## TASK BRIEF
Return the records below character for character.
[RECORDS Boundary: Start]
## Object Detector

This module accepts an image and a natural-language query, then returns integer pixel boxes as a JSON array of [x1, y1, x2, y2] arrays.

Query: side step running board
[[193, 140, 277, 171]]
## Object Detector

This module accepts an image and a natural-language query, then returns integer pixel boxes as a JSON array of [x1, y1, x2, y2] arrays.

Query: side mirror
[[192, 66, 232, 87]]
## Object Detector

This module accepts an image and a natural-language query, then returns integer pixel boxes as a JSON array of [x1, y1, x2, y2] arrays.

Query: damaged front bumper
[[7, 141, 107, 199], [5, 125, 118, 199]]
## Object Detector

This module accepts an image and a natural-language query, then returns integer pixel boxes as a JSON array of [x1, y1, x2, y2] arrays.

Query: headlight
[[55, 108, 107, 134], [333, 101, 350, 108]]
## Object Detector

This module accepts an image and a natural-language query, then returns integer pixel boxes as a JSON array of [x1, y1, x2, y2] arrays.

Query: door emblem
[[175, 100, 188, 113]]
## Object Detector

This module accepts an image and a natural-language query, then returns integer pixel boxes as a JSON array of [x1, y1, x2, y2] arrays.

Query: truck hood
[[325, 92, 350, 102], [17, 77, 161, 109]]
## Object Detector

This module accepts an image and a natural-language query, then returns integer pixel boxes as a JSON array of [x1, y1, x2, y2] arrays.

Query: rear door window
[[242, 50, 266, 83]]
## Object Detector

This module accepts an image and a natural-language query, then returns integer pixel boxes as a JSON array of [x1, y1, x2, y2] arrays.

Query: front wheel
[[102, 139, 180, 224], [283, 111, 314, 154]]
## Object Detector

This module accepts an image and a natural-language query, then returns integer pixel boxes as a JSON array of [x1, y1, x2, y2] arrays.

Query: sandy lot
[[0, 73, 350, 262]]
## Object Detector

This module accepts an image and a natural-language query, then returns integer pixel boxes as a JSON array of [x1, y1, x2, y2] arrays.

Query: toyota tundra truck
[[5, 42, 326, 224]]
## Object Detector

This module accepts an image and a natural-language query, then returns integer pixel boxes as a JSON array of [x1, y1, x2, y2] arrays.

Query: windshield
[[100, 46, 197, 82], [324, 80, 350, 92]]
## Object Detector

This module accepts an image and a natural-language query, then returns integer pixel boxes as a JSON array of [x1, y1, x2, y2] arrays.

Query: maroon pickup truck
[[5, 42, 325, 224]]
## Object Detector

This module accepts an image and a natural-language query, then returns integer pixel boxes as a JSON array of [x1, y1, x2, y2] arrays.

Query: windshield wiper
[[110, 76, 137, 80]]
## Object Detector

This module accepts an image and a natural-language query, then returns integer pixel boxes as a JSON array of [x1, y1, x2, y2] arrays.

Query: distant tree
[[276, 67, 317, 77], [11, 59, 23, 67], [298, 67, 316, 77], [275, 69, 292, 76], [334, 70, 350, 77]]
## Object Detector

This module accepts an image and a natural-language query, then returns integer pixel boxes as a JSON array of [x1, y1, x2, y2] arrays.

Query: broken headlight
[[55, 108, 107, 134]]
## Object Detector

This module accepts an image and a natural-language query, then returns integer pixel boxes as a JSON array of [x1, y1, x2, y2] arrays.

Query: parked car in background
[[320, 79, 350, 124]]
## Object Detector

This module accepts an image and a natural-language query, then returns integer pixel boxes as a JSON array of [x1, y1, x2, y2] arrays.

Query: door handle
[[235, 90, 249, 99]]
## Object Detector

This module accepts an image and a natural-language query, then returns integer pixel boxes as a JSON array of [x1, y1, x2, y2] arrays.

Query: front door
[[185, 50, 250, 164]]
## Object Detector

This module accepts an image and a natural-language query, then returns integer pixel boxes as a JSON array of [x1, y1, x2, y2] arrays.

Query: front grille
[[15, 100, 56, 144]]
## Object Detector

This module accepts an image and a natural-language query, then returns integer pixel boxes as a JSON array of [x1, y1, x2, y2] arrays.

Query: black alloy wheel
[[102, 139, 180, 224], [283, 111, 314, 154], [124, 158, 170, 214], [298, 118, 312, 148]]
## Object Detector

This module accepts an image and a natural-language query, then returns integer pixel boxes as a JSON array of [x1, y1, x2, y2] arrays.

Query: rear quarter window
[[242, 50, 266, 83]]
[RECORDS Boundary: End]
## SOLUTION TO THIS EXERCISE
## Object Detector

This module accepts an image and a natural-language query, then returns integer pixel boxes as a JSON array of [x1, y1, x2, y2] arrays.

Query: side step running board
[[193, 140, 277, 171]]
## Object Detector

This module accepts an image and a natural-language query, then returns integer pixel boxes as a JSON array of [x1, y1, x2, y2] arrays.

Query: side mirror
[[192, 66, 232, 87]]
## Object Detector

This module accepts an image and a natural-language query, then returns integer pixel boxes as a JSON array of [x1, y1, x2, y2] arrays.

Query: damaged front bumper
[[7, 141, 107, 199], [5, 125, 118, 199]]
## Object Detector

This module accepts an image and a natural-language query, then returns integer pixel boxes as a JSON array of [x1, y1, x2, y2] arrays.

Query: headlight
[[55, 108, 107, 134], [333, 101, 350, 108]]
## Object Detector

This module accepts an image and a natural-language query, then returns integer pixel boxes as a JSON array of [x1, y1, x2, y2] arrays.

Query: door emblem
[[175, 100, 188, 113]]
## Object Detector

This module accepts an image and a natural-language query, then returns integer pixel boxes as a JSON array of [x1, y1, x2, y2] arrays.

Query: truck hood
[[325, 92, 350, 102], [17, 77, 161, 109]]
## Object Detector

This module accepts an image and a natural-language query, then returns integer pixel boxes as a JSON array of [x1, y1, x2, y2] arrays.

Query: rear door window
[[242, 50, 266, 83]]
## Object Detector

This module accepts an image and a natural-language query, then returns integer pixel boxes as a JSON array of [x1, y1, x2, y2] arrays.

Query: front wheel
[[102, 139, 180, 224], [283, 111, 314, 154]]
## Object Detector

This module accepts an image and a natural-language query, then returns integer pixel boxes as a JSON array of [x1, y1, x2, y2] arrays.

Query: sandy lot
[[0, 73, 350, 262]]
## Object Detector

This module accepts an image and a natural-language query, then returns integer pixel boxes as a JSON array of [x1, y1, x2, y2] arrays.

Query: toyota tundra truck
[[5, 42, 326, 224]]
## Object Detector

This module accepts an image and a natural-language query, then returns integer pixel boxes as a JSON array of [x1, y1, x2, y2] arrays.

Query: windshield
[[100, 46, 197, 82], [324, 80, 350, 92]]
## Object Detector

This module accepts an image and a natural-language query, then returns integer pixel boxes as a JSON array of [x1, y1, x2, y2] arrays.

Query: maroon pickup truck
[[5, 42, 325, 224]]
## Object Detector

This module accepts an image and a natural-language query, then returns integer pixel boxes as a JSON array of [x1, y1, x2, y2] arrays.

Query: windshield wiper
[[110, 76, 137, 80]]
## Object Detector

This module accepts an image and a natural-language query, then returns integer pixel boxes as a JSON array of [x1, y1, x2, y2] arrays.

Query: distant tree
[[276, 67, 317, 77], [11, 59, 23, 67], [298, 67, 316, 77], [275, 69, 292, 76], [334, 70, 350, 77]]
## Object Detector

This module accepts an image and a natural-language query, then returns integer pixel boxes as a JSON array of [x1, y1, x2, y2] arrays.

Query: broken headlight
[[55, 108, 107, 134]]
## Object Detector

This module accepts an image and a natural-language query, then returns integer pixel boxes as a JSON array of [x1, y1, x2, y2] arrays.

Query: parked car in background
[[320, 79, 350, 124]]
## Object Detector

This module accepts an image and a natural-language query, then returns integer pixel boxes as a JSON array of [x1, y1, x2, y2] arrays.

Query: door handle
[[235, 90, 249, 99]]
## Object Detector

This module accepts an image and a natural-language query, then returns integer pixel boxes as a JSON array of [x1, y1, x2, y2] arrays.

Query: front door
[[185, 50, 250, 164]]
## Object Detector

This module accepts an image and a natural-language query, then returns integer pixel boxes as a JSON array of [x1, y1, x2, y2] arrays.

Query: front grille
[[15, 100, 56, 144]]
## Object Detector

This module accepts an image and a natural-language query, then returns integer pixel boxes as a JSON array of [x1, y1, x2, y2] arrays.

Query: black alloy wheel
[[102, 139, 180, 224], [283, 111, 314, 154], [124, 158, 170, 214], [298, 118, 312, 148]]
## Object Detector

This module accepts an image and a natural-language query, then returns integer pixel boxes as a JSON array of [x1, y1, x2, y2] arrays.

Query: rear quarter window
[[242, 50, 266, 83]]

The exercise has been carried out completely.